● **記述課題 A**
次の(i)〜(iii)が下の説教の内容と合っているかを判断してください。それぞれ「はい」か「いいえ」で答え、決め手となる説教の文言を一字一句そのまま引いてください。
(i) 説教によれば、この詩篇の1〜3節では「私は〜する」「〜した」という形の表現が繰り返されている。
(ii) 説教によれば、3節までの詩人は周りの人の助けを借りながら歩んでいた。
(iii) 説教の中で箴言18章1節が引用されている。

● **出典**
══════════════════════════════

「朗らかに生きる」

詩篇 39:1ー 13

礼拝メッセージ 2023.11.12 日曜礼拝 牧師:船橋 誠


1,自分の心を固く閉ざしていた詩人(1〜3節)

 この詩篇は、あるひとりの人が苦しみ、葛藤する中で自分の人生について黙想し、生ける神をひたすら求めていったという、信仰の道筋を辿った魂の記録のように思えます。
 1〜3節で「私は〜する」、あるいは「〜した」という表現が繰り返されています。「私は言った」、「私は…気をつけよう」、「私は…口輪をはめておこう」、「私は…黙っていた」などです。4節に入るまでのこれらの箇所から見えることは、この人が一生懸命自分で頑張っていたということです。彼は、自分の心とその歩む道を、自らの力をもって必死に守っていました。
 この詩篇で何回か出てくることばですが、「黙る」、「沈黙する」ということが、最初に記されています。この3節までにおいて、この沈黙することが意味することは、彼がおのれの心閉ざし、誰の助けも借りずに孤独に歩んでいたということです。箴言18章1節に「自らを閉ざす者は自分の欲望のままに求め、すべての知性と仲たがいする」とありますが、そういう生き方のことを表しているように感じます。

══════════════════════════════

● **データ**
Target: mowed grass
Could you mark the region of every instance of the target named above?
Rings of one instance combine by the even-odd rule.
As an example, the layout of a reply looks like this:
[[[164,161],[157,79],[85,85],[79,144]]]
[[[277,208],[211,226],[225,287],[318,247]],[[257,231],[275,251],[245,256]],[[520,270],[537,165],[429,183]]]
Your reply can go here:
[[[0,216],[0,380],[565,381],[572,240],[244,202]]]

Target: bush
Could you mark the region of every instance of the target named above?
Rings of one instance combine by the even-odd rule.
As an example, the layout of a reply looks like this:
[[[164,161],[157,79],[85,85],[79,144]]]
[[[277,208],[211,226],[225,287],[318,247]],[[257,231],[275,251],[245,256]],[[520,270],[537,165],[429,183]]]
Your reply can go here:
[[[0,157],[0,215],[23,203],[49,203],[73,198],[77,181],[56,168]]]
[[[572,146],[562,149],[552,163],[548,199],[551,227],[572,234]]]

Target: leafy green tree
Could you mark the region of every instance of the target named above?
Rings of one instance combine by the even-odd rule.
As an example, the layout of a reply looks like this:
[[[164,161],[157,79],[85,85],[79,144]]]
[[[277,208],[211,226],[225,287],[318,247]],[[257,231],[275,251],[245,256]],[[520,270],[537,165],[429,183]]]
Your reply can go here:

══════════════════════════════

● **記述課題 B**
上にある記録を最初から最後まで、一行も変えずに書き写してください。

● **最終結果 A**
(i) はい。『1〜3節で「私は〜する」、あるいは「〜した」という表現が繰り返されています。』
(ii) いいえ。『誰の助けも借りずに孤独に歩んでいた』
(iii) はい。『箴言18章1節に「自らを閉ざす者は自分の欲望のままに求め、すべての知性と仲たがいする」とあります』

● **最終結果 B**
Target: mowed grass
Could you mark the region of every instance of the target named above?
Rings of one instance combine by the even-odd rule.
As an example, the layout of a reply looks like this:
[[[164,161],[157,79],[85,85],[79,144]]]
[[[277,208],[211,226],[225,287],[318,247]],[[257,231],[275,251],[245,256]],[[520,270],[537,165],[429,183]]]
Your reply can go here:
[[[0,216],[0,380],[565,381],[572,240],[244,202]]]

Target: bush
Could you mark the region of every instance of the target named above?
Rings of one instance combine by the even-odd rule.
As an example, the layout of a reply looks like this:
[[[164,161],[157,79],[85,85],[79,144]]]
[[[277,208],[211,226],[225,287],[318,247]],[[257,231],[275,251],[245,256]],[[520,270],[537,165],[429,183]]]
Your reply can go here:
[[[0,157],[0,215],[23,203],[49,203],[73,198],[77,181],[56,168]]]
[[[572,146],[562,149],[552,163],[548,199],[551,227],[572,234]]]

Target: leafy green tree
Could you mark the region of every instance of the target named above?
Rings of one instance combine by the even-odd rule.
As an example, the layout of a reply looks like this:
[[[164,161],[157,79],[85,85],[79,144]]]
[[[277,208],[211,226],[225,287],[318,247]],[[257,231],[275,251],[245,256]],[[520,270],[537,165],[429,183]]]
Your reply can go here:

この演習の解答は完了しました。